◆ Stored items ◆
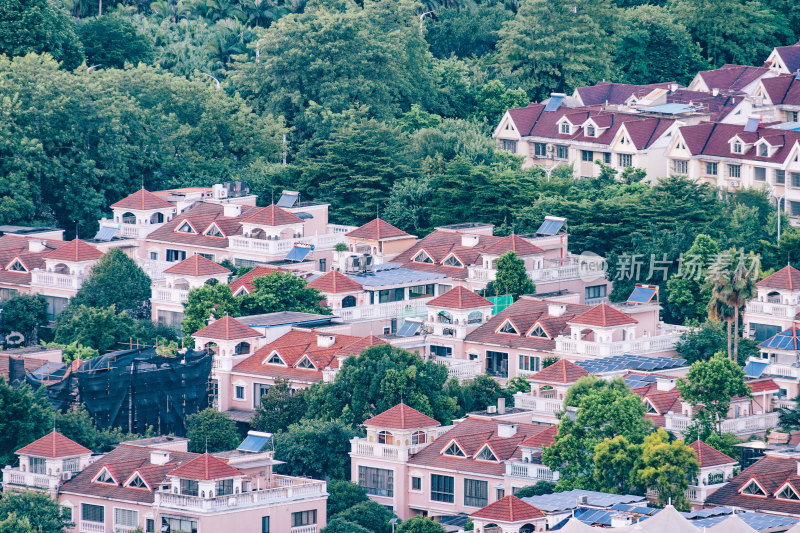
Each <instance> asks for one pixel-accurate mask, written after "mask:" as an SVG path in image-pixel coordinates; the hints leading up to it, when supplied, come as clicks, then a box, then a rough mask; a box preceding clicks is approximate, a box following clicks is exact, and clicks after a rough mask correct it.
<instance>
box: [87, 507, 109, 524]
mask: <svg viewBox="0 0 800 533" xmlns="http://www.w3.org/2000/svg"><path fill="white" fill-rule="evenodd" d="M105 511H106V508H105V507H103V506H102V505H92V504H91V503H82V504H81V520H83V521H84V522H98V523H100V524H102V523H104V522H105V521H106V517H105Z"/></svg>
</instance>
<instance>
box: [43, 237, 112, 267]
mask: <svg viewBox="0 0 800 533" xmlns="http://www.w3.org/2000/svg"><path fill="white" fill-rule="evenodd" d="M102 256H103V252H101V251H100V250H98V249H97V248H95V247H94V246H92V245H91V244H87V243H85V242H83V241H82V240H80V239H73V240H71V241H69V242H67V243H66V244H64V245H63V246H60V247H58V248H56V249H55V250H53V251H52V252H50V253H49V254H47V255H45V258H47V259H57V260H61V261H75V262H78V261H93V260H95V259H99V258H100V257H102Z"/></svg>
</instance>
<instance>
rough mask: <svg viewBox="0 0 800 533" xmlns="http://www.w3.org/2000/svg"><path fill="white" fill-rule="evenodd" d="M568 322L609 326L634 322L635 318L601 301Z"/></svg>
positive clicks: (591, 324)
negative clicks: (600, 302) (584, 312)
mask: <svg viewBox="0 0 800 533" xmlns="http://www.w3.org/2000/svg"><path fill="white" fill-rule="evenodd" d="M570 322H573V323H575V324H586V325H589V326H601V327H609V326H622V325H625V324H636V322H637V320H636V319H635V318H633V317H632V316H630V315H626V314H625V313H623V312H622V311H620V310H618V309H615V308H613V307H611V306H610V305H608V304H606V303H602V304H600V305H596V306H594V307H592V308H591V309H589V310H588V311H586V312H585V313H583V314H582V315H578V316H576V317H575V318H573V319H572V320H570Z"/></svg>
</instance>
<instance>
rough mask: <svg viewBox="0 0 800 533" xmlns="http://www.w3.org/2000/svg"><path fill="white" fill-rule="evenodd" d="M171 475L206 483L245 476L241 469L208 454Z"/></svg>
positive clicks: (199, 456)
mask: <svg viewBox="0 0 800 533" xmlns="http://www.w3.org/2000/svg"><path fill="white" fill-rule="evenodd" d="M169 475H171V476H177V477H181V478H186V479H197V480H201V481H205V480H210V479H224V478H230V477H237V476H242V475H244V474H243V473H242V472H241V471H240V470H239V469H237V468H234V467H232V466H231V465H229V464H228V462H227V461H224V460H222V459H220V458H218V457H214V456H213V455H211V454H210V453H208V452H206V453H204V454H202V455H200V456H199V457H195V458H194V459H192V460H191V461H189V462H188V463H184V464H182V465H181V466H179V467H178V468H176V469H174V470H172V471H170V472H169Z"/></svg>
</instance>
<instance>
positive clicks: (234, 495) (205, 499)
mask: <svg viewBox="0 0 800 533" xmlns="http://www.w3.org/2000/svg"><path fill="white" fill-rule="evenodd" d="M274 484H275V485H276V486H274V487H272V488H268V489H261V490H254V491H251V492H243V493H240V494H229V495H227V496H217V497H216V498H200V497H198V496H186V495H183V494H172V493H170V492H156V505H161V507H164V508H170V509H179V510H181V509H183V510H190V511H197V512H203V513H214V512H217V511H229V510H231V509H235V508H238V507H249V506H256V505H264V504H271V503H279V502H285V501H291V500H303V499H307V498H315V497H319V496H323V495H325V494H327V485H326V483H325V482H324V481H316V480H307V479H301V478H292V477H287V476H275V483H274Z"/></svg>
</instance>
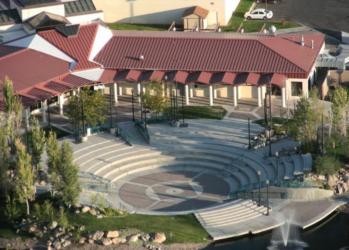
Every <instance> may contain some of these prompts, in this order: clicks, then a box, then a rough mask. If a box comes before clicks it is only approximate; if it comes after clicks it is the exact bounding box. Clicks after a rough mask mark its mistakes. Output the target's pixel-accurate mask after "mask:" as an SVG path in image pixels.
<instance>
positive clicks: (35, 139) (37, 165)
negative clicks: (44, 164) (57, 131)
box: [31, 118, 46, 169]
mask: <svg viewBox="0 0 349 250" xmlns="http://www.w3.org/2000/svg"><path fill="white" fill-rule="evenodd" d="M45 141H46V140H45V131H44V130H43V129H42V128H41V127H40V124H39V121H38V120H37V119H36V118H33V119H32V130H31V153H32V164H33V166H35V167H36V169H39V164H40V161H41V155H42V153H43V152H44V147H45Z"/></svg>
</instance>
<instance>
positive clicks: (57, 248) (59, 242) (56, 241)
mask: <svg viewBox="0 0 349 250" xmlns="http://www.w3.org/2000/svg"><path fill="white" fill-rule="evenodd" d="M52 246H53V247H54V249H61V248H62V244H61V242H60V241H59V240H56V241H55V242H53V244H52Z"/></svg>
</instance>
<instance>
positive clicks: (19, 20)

◆ TASK TO COMPLETE ◆
Identify the lines of the entries containing the string "exact". Copy each such line.

◆ RESULT BELOW ◆
Each <instance> asks for one pixel-accurate mask, written after "mask:" as an SVG path in image-pixel coordinates; the hints leading up to it, when supplied, come as clicks, then a box, then a rough mask; a box preceding clicks is approximate, a box following clicks is exact, and clicks after a rough mask correct it.
Every <instance> may contain some of these prompts, in this order: clicks, then a box, then a rough mask. If a box comes before clicks it is only approximate; if it comes after clicks it is the exact bounding box. Clicks after a rough mask mark its mistakes. Output the target's pixel-accurate mask after "mask:" as an SVG path in image pixels.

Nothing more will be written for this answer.